*SOURCE MATERIAL*
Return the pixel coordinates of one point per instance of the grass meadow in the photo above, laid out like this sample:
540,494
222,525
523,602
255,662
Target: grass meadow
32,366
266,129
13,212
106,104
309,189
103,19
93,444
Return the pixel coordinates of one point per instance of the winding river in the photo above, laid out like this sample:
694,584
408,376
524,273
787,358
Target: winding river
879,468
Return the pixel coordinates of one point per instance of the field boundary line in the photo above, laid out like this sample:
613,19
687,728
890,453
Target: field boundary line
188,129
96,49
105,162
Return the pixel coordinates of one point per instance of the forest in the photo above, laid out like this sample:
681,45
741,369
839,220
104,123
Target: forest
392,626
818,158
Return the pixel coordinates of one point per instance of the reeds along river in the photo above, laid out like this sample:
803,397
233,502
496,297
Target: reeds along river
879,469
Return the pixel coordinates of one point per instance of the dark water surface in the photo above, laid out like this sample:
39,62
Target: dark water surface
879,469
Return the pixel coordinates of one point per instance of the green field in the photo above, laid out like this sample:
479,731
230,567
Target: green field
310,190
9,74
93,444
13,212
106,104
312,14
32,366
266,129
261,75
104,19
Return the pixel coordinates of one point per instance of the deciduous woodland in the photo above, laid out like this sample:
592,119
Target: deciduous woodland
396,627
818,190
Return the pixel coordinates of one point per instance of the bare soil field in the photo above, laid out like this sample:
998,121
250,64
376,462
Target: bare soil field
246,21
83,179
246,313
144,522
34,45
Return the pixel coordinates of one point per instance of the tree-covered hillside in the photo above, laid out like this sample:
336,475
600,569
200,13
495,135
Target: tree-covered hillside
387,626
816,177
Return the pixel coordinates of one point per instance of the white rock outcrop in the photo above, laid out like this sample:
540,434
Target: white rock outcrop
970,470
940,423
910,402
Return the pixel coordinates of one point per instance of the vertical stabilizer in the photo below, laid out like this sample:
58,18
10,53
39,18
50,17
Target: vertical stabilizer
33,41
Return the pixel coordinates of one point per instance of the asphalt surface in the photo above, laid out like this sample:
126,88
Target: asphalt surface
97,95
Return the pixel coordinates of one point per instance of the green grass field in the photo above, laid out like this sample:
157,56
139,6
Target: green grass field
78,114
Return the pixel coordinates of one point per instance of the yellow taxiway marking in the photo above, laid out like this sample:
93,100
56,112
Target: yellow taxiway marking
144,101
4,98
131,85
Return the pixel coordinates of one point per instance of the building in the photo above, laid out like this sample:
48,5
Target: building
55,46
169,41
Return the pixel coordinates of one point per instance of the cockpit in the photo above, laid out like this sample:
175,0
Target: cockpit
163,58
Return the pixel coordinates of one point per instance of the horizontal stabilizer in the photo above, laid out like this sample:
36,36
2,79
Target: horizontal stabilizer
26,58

*EXERCISE*
Exactly as given, please retype all the entries.

*YOUR RESPONSE*
Return the pixel coordinates of one point per instance of the grass meadow in the photo above, laid out like this sample:
540,494
222,525
523,602
255,662
Target: grass meadow
32,366
266,129
13,212
106,104
309,189
103,19
93,444
Return the pixel coordinates of one point per instance of the winding river in the photo above, laid out like this sample:
694,584
408,376
524,273
787,358
Target: winding river
879,468
Return the pixel coordinates of one point per instance of the field boundary line in the photo above, laid out like this sample:
613,19
687,728
890,453
Target: field boundary line
188,129
96,49
105,162
Return the pixel coordinates of one point per instance of the forest in the photo above, laid out like this sample:
681,45
741,369
839,220
104,123
Target: forest
392,626
818,158
Return the pixel coordinates of one point per instance of the reeds along river in the photo above, laid out like this sample:
803,397
233,502
496,297
Target: reeds along river
879,469
Return the pixel coordinates of one point per instance of the dark water surface in the photo above, laid out like this sample:
39,62
Target: dark water surface
879,469
Return the pixel coordinates of one point per instance of the green field in the photo above, laid out like this sample:
479,731
230,567
Target: green field
310,190
9,74
93,444
13,212
106,104
312,14
32,366
266,129
261,75
104,19
Return the pixel coordinates of one point per instance of the deciduous woodland in the photo above, laid out like this sample:
592,119
Target: deciduous woodland
396,627
818,190
Return the pixel coordinates of one point per instance of the bare soil field in the photo above, laid out like this sample:
998,121
250,64
376,462
Target: bare soil field
246,21
83,179
246,313
144,522
34,45
Return the pixel coordinates of one point per instance of the tree-covered hillside in the photo above, laid out like this sample:
336,475
600,569
200,13
495,135
Target: tree-covered hillside
387,626
816,177
Return the pixel coordinates of one point per instance of the white rock outcrop in the photo above, laid out like this sample:
540,434
Target: white rock outcrop
970,470
940,423
910,402
Return the pixel coordinates of one point per instance of the vertical stabilizer in the photo below, laid out like this sample:
58,18
10,53
39,18
50,17
Target: vertical stabilizer
33,41
Return the pixel coordinates of one point per instance of the asphalt surface in the photo above, laid out like this sample:
126,88
Target: asphalt surface
97,95
Return the pixel coordinates of one point per instance of the green grass field in the photo above, laid out like this sample:
157,56
139,6
Target: green grass field
78,114
Return the pixel coordinates of one point per instance of the yellow taxiway marking in the photo above, laid out like this sample:
93,100
56,112
Target: yellow taxiway marking
144,101
4,98
131,85
Return the pixel coordinates of one point per instance of the building in the photo above, laid out like this sample:
48,5
Target: building
55,46
169,41
Return the pixel coordinates of one point per instance of the cockpit in the photo above, laid out like this sample:
175,0
Target: cockpit
163,58
Return the pixel coordinates of one point per instance of the horizontal stabilizer in the photo above, laid out like this sample:
36,36
2,79
Target: horizontal stabilizer
26,58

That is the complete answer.